═════ BAGIAN TEKS

Syarif Tjan: Hilirisasi, Jawaban untuk Problem Sampah di Ternate

Narasitimur – Kota Ternate, sebagai salah satu kota dengan pertumbuhan pesat di wilayah Maluku Utara, yang menghadapi tantangan serius dalam pengelolaan sampah. Dengan populasi yang terus bertambah, volume sampah yang dihasilkan masyarakat juga meningkat secara signifikan.
Oleh karena itu, pentingnya hilirisasi sampah menjadi sorotan utama dalam upaya menciptakan lingkungan, yang lebih bersih dan berkelanjutan.
Kepala Bidang Pengendalian Pencemaran dan Kerusakan Lingkungan DLH Kota Ternate, Syarif Tjan, menyebutkan bahwa TPA di kota ini sudah hampir mencapai kapasitas maksimal. “Jika tidak ada upaya pengelolaan yang lebih inovatif, kita akan menghadapi krisis lingkungan yang serius,” kata Syarif, Kamis (23/1/2025).
“Kita tidak bisa terus-menerus mengandalkan metode lama seperti membuang sampah ke TPA, tanpa pengolahan. Hilirisasi sampah adalah solusi yang tidak hanya menyelesaikan masalah lingkungan, tetapi juga memberikan manfaat ekonomi bagi masyarakat,” terangnya.
Menurut Syarif, Kota Ternate yang setiap harinya menghasilkan sekitar 150 ton sampah, dan ini menjadi tantangan serius dalam pengelolaannya.
TPA Buku Deru-Deru yang ada saat ini hampir mencapai kapasitas maksimal, sementara kesadaran masyarakat untuk memilah sampah dari rumah tangga, masih rendah.
“Hilirisasi sampah harus segera diterapkan di Kota Ternate untuk mengurangi beban TPA, meminimalkan pencemaran lingkungan, dan menciptakan nilai tambah dari sampah yang selama ini dianggap sebagai limbah,” tegas Syarif.

══════════

TUGAS LATIHAN:
1) Sebutkan semua tujuan penerapan hilirisasi sampah yang dinyatakan Syarif dalam teks tentang sampah di Ternate.
2) Tentukan apakah setiap pernyataan berikut sesuai dengan teks tentang sampah di Ternate: (a) Kota Ternate menghasilkan sekitar 150 ton sampah setiap hari. (b) Kesadaran masyarakat untuk memilah sampah rumah tangga sudah tinggi. (c) TPA Buku Deru-Deru sudah melampaui kapasitas maksimalnya. Jawab ya atau tidak, lalu kutip kata-kata teks yang menentukan jawabannya.
3) Lanjutkan teks tentang sampah di Ternate mulai dari titik akhirnya.
Catatan di bawah ini diambil dari sumber lain.

═════ CATATAN YANG DITAMPILKAN

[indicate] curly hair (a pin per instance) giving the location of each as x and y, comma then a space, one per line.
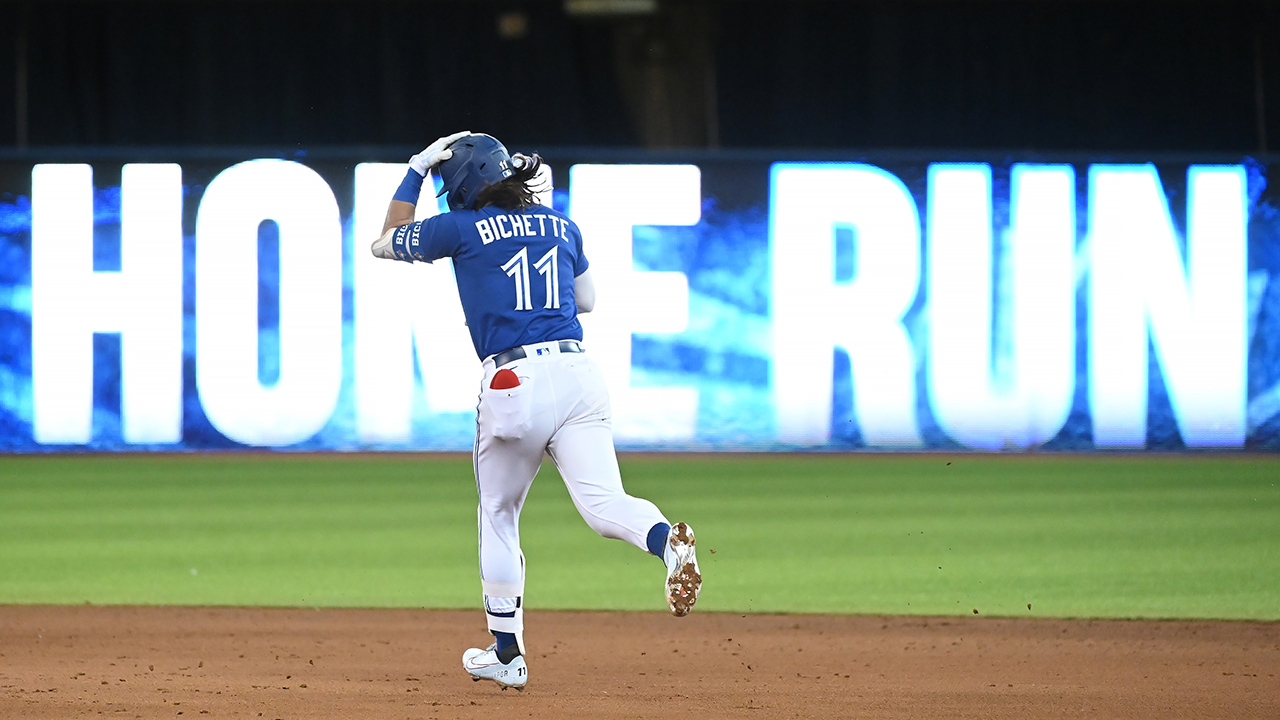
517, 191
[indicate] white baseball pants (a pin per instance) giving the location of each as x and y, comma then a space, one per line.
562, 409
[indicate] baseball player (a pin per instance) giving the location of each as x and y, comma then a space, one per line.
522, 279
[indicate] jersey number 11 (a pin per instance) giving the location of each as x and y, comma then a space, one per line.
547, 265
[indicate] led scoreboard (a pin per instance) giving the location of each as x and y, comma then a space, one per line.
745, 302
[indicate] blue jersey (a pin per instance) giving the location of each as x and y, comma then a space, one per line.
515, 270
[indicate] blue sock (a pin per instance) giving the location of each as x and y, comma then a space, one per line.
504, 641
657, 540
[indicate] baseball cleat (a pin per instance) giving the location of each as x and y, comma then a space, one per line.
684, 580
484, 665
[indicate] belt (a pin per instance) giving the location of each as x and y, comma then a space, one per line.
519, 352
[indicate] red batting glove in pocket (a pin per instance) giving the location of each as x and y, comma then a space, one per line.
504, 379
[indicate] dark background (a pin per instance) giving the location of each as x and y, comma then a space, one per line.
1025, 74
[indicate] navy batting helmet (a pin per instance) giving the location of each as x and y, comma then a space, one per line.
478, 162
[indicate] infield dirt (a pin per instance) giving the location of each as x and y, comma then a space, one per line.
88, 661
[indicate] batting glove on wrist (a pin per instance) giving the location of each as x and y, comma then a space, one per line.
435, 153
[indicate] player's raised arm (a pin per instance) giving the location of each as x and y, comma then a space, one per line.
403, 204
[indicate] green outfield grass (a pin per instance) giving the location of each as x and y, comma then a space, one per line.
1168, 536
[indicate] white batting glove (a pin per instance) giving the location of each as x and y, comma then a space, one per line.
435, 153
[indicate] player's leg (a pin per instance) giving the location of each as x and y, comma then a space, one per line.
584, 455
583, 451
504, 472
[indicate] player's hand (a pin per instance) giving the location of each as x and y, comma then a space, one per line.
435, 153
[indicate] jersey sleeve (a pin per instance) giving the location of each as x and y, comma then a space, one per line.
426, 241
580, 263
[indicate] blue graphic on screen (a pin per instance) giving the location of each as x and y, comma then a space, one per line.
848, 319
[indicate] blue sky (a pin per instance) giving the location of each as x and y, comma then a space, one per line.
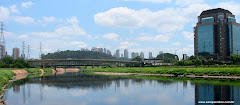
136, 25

══════════

JAWABAN PER TUGAS:
1) Mengurangi beban TPA, meminimalkan pencemaran lingkungan, dan menciptakan nilai tambah dari sampah yang selama ini dianggap sebagai limbah.

2)
(a) Ya: "Kota Ternate yang setiap harinya menghasilkan sekitar 150 ton sampah".
(b) Tidak: "kesadaran masyarakat untuk memilah sampah dari rumah tangga, masih rendah".
(c) Tidak: "TPA Buku Deru-Deru yang ada saat ini hampir mencapai kapasitas maksimal".

3)
Hilirisasi sampah adalah proses pengolahan sampah dari hulu ke hilir, di mana sampah diubah menjadi produk yang bernilai guna. Contohnya adalah pengolahan sampah organik menjadi pakan ternak dengan menggunakan maggot atau menjadi kompos , dan daur ulang sampah plastik menjadi bahan baku industri.
“Untuk sampah organik misalnya, kalau kita reduksi dengan memanfaatkan maggot maka tingkat penurunannya sangat signifikan. Karena maggot punya daya makan yang cukup tinggi yaitu 5 kali dari berat tubuhnya. Jadi kalau kita beternak maggot 10 ton saja, maka dalam sehari sampah organik bisa tereduksi 50 ton. Bisa dihitung berapa biaya pengangkutan sampah ke TPA bisa dikurangi? Bahkan bisa membuka lapangan pekerjaan baru di bidang industri sampah.Juga umur TPA menjadi panjang karena yang dibuang ke TPA hanyalah residu yg sudah tak bernilai,” paparnya.
Syarif menekankan bahwa penerapan hilirisasi membutuhkan dukungan masyarakat untuk lebih aktif berpartisipasi, seperti memilah sampah di rumah tangga dan mendukung program-program pengelolaan sampah.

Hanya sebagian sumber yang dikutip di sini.